■ **WHAT THIS TASK INVOLVES**
The records follow. Copy each one exactly.

■ **SOURCE MATERIAL**

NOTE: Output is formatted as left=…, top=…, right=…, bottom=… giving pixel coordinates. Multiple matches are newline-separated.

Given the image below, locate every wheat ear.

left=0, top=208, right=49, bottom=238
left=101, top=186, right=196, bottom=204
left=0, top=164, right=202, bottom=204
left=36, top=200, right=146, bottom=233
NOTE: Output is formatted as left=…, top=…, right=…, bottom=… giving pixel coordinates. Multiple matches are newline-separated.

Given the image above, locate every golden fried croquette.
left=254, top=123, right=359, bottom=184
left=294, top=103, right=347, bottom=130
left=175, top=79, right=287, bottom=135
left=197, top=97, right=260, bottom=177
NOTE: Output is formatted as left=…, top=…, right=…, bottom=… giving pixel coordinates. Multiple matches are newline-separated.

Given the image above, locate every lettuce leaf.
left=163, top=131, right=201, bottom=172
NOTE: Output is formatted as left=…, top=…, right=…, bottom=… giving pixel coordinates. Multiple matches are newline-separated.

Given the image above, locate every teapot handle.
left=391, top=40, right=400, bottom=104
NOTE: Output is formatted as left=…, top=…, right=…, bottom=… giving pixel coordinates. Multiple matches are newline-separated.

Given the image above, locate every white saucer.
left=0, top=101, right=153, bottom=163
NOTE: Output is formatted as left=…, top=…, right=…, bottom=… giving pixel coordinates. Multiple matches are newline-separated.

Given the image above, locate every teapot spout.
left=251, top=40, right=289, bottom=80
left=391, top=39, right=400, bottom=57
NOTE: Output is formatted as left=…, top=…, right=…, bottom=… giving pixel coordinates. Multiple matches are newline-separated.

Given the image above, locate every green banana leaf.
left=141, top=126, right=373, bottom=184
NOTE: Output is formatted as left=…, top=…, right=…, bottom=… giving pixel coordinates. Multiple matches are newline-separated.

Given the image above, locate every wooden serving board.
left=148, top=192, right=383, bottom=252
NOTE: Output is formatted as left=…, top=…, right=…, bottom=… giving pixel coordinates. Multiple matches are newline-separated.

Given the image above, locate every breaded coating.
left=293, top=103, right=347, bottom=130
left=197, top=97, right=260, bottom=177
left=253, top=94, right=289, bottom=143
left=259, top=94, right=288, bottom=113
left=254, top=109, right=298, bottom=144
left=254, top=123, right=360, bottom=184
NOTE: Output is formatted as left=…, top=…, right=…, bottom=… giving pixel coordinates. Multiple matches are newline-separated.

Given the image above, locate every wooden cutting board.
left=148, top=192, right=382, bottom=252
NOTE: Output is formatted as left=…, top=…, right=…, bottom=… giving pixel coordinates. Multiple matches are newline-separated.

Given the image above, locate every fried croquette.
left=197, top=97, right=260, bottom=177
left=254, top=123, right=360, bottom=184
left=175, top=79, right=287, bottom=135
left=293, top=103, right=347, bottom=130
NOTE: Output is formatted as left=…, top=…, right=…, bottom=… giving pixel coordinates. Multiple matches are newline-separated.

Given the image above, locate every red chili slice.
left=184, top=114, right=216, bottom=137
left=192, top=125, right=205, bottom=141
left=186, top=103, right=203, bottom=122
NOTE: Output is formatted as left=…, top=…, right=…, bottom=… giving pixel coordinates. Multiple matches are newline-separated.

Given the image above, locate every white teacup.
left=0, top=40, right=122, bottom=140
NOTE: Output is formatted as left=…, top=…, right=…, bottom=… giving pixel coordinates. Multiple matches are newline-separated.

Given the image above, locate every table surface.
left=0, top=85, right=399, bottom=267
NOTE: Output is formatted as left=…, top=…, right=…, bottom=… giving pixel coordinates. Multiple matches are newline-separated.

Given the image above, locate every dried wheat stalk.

■ **SOLUTION FOR THIS PROBLEM**
NOTE: Output is formatted as left=…, top=…, right=…, bottom=… giving pixel coordinates. Multiple matches are newline-separated.

Given the image below, locate every wheat ear.

left=0, top=208, right=49, bottom=238
left=101, top=186, right=196, bottom=204
left=0, top=164, right=202, bottom=204
left=36, top=200, right=146, bottom=233
NOTE: Output is formatted as left=…, top=…, right=…, bottom=… giving pixel coordinates. Multiple matches are newline-separated.

Given the image above, locate every golden fried croquette.
left=254, top=123, right=359, bottom=184
left=294, top=103, right=347, bottom=130
left=175, top=79, right=287, bottom=135
left=197, top=97, right=260, bottom=177
NOTE: Output is formatted as left=…, top=…, right=…, bottom=… giving pixel coordinates. Multiple matches are newline-separated.

Given the image above, locate every lettuce leaf.
left=163, top=131, right=201, bottom=172
NOTE: Output is formatted as left=…, top=…, right=…, bottom=… giving pixel coordinates. Multiple matches are newline-separated.

Given the image above, locate every teapot handle.
left=391, top=40, right=400, bottom=104
NOTE: Output is formatted as left=…, top=…, right=…, bottom=… giving pixel coordinates. Multiple matches are newline-separated.

Given the image above, locate every white saucer.
left=0, top=101, right=153, bottom=163
NOTE: Output is formatted as left=…, top=…, right=…, bottom=… giving pixel coordinates. Multiple matches are newline-separated.

Given the image above, locate every teapot spout.
left=251, top=40, right=289, bottom=80
left=391, top=39, right=400, bottom=57
NOTE: Output is formatted as left=…, top=…, right=…, bottom=… giving pixel coordinates. Multiple matches are newline-separated.

Given the image above, locate every green banana leaf.
left=141, top=126, right=373, bottom=184
NOTE: Output is formatted as left=…, top=…, right=…, bottom=… giving pixel coordinates. Multiple matches are newline-separated.

Given the image above, locate every wooden serving board.
left=148, top=192, right=383, bottom=252
NOTE: Output is formatted as left=…, top=…, right=…, bottom=… giving pixel coordinates. Multiple matches are newline-separated.

Given the image above, locate every breaded coating.
left=293, top=103, right=347, bottom=130
left=197, top=97, right=260, bottom=177
left=253, top=94, right=289, bottom=143
left=259, top=94, right=288, bottom=113
left=254, top=109, right=298, bottom=144
left=254, top=123, right=360, bottom=184
NOTE: Output is formatted as left=…, top=…, right=…, bottom=… giving pixel coordinates. Multiple matches are newline-separated.

Given the image above, locate every wooden cutting board.
left=148, top=192, right=382, bottom=252
NOTE: Output is formatted as left=…, top=…, right=…, bottom=… giving pixel coordinates. Multiple matches are newline-separated.

Given the image above, locate every fried croquette.
left=197, top=97, right=260, bottom=177
left=254, top=123, right=360, bottom=184
left=175, top=79, right=287, bottom=135
left=293, top=103, right=347, bottom=130
NOTE: Output is formatted as left=…, top=…, right=…, bottom=… giving pixel coordinates. Multiple matches are newline-separated.

Given the image above, locate every red chili slice.
left=184, top=114, right=216, bottom=137
left=192, top=125, right=205, bottom=141
left=186, top=103, right=203, bottom=122
NOTE: Output is formatted as left=…, top=…, right=…, bottom=… giving pixel coordinates. Multiple matches are newline-separated.

Given the image above, locate every white teacup.
left=0, top=40, right=122, bottom=140
NOTE: Output is formatted as left=…, top=…, right=…, bottom=… giving pixel coordinates. Multiple matches are newline-separated.

Given the image above, locate every table surface.
left=0, top=85, right=399, bottom=267
NOTE: Output is formatted as left=…, top=…, right=…, bottom=… giving pixel coordinates. Multiple matches are newline-separated.

Given the image above, locate every dried wheat stalk.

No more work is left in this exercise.